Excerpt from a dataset

⟨

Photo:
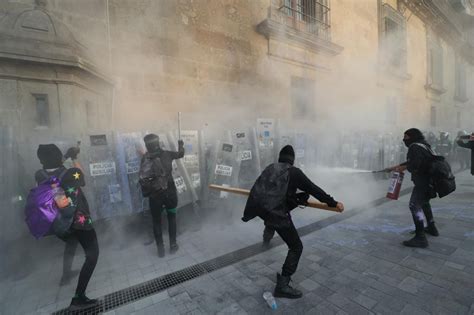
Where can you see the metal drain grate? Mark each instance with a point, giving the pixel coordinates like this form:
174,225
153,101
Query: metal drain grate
116,299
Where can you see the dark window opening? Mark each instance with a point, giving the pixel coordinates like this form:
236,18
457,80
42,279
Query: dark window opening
391,111
460,81
310,16
302,98
433,116
42,110
435,62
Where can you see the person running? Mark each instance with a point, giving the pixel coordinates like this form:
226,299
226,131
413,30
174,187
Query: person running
166,198
82,230
418,163
467,142
272,198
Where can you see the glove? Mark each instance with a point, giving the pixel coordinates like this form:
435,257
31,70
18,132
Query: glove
302,198
72,153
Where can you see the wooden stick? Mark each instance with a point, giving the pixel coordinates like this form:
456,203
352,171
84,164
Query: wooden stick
246,192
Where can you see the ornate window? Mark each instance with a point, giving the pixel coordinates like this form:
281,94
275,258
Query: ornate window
460,93
42,110
393,39
435,67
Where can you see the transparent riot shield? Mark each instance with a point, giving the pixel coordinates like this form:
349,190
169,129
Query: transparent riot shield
224,168
301,150
103,188
130,148
245,145
266,141
191,161
185,197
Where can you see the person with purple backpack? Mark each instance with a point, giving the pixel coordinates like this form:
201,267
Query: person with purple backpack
81,230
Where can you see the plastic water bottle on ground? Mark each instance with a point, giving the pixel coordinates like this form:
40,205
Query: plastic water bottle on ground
268,296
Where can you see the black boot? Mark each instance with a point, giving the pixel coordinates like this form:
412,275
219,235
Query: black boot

⟩

**Task goal**
Rewrite the entries above, putting "Target" in place of every "Query" and changing nothing else. Leave the pictures out of your answer.

**Exercise answer**
Photo:
Where can you see the metal drain grate? Mark each instance with a point, giving the pixel coordinates like this form:
174,225
153,101
Target: metal drain grate
116,299
Where can you see the dark window opening? Mark each instance with a point, giving the pixel coordinates like this form:
236,18
457,80
42,279
Target: dark window opening
391,111
460,81
310,16
302,98
433,116
42,110
435,62
Where can you see the person running? Mark each instance with a point, giving the pixel coordinates like this form:
226,299
226,131
413,30
174,187
Target: person running
166,198
82,230
418,163
467,142
272,198
Where can you see the glove? Mark each instance with a point, giving the pixel coordinates like this form:
435,257
31,70
18,132
Target: glove
302,198
72,153
Where can you see the wooden stick? Mark each instance with a point, giving the pixel coordinates like this form:
456,203
352,171
84,164
Target: wooden stick
246,192
Where can you see the ornate window? Mark each instance with a point, giving the pixel coordinates like this form:
281,94
275,258
Target: ornate window
460,93
42,110
393,39
435,67
Where can you see the transparent riot shield? Mark each instance with a point, giving the pixel coordinates like this form:
349,190
169,129
Target: transparent riot shield
224,168
301,150
103,188
130,148
245,145
266,141
191,161
185,197
Where can you see the person with purple backpack? Mark each instance with a point, giving the pixel coordinates like this form:
201,267
Target: person with purple backpack
81,230
Where can you see the plastic water bottle on ground? Mark each instance with a point, giving the pixel coordinates like this form:
40,205
Target: plastic water bottle on ground
268,296
Where can you see the black boot? Mark each instance with a point, giving the pixel coordinates like this form:
412,275
219,235
Target: black boot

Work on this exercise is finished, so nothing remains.